# [What this task involves]
Somewhere below, one line contains "Tag each instance of the steep" and a later line contains "Tag each instance of the cockpit". Output those two lines and everything between them exactly, and nothing else.

# [The data]
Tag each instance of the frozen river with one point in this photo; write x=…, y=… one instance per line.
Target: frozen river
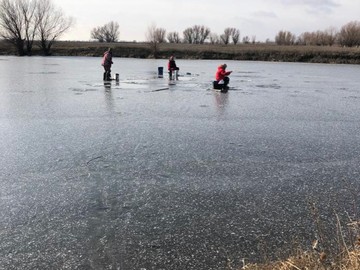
x=146, y=175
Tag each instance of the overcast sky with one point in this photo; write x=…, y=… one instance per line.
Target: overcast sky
x=260, y=18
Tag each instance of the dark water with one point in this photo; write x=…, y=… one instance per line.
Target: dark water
x=147, y=175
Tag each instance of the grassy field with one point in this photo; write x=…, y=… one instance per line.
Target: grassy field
x=254, y=52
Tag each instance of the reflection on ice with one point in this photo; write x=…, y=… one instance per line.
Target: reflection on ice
x=143, y=174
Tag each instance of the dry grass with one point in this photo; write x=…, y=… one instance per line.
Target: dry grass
x=311, y=261
x=256, y=52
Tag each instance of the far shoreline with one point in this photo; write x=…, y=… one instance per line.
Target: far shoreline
x=251, y=52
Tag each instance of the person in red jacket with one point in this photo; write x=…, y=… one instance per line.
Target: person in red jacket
x=172, y=67
x=221, y=78
x=106, y=63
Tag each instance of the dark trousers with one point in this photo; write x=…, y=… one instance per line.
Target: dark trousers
x=170, y=72
x=221, y=86
x=107, y=73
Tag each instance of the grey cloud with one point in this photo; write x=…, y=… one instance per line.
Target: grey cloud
x=266, y=14
x=314, y=5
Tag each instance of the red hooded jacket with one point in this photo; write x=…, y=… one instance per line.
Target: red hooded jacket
x=221, y=73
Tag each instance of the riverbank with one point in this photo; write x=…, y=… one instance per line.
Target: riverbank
x=252, y=52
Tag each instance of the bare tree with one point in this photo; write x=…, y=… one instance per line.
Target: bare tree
x=188, y=35
x=285, y=38
x=28, y=9
x=225, y=37
x=196, y=34
x=349, y=34
x=173, y=37
x=97, y=33
x=246, y=40
x=18, y=26
x=106, y=33
x=52, y=23
x=318, y=38
x=160, y=34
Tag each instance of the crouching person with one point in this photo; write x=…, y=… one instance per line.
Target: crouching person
x=221, y=78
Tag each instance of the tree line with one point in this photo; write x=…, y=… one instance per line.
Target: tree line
x=26, y=22
x=349, y=36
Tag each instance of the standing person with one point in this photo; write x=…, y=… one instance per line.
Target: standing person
x=221, y=78
x=106, y=63
x=172, y=67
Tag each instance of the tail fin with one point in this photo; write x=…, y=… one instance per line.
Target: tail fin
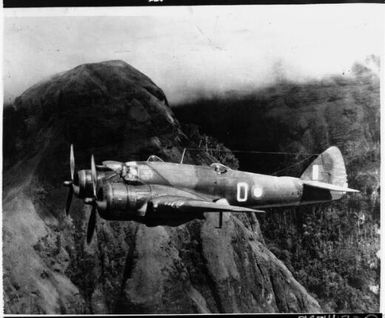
x=328, y=172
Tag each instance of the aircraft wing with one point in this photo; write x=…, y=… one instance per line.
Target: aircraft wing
x=185, y=204
x=327, y=186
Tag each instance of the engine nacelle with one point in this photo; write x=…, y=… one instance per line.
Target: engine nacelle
x=123, y=197
x=85, y=183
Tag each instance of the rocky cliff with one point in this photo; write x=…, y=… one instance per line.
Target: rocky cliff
x=115, y=112
x=332, y=249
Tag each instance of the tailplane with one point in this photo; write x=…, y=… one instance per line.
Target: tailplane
x=328, y=172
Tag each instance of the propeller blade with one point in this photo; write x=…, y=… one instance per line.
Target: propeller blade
x=91, y=225
x=69, y=199
x=93, y=175
x=72, y=162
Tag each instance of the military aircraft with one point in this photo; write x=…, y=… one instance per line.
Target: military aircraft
x=155, y=192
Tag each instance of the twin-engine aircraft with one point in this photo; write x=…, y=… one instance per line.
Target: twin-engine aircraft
x=155, y=192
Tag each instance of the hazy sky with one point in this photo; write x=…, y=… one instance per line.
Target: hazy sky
x=186, y=50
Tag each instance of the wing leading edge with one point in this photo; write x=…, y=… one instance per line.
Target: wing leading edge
x=184, y=204
x=327, y=186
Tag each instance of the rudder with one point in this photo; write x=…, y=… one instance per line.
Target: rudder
x=328, y=167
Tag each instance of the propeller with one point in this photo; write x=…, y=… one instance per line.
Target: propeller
x=92, y=220
x=70, y=184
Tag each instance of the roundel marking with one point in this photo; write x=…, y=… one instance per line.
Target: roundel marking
x=257, y=191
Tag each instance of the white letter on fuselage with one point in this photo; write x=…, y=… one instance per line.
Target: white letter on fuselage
x=242, y=190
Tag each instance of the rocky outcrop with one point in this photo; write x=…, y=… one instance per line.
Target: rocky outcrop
x=115, y=112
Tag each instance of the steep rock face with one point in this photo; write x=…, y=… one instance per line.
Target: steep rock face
x=333, y=248
x=115, y=112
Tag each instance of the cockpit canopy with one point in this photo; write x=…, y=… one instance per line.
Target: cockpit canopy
x=154, y=158
x=219, y=168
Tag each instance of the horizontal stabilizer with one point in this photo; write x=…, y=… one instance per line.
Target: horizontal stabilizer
x=193, y=205
x=327, y=186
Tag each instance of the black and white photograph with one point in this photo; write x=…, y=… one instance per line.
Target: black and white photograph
x=192, y=159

# [Exercise response]
Tag each instance of the steep rock face with one point in this photo; write x=…, y=… one instance per line.
Target: steep rock face
x=333, y=248
x=115, y=112
Tag each instance of the cockpit canopy with one point in this photo; write x=…, y=… one instance per line.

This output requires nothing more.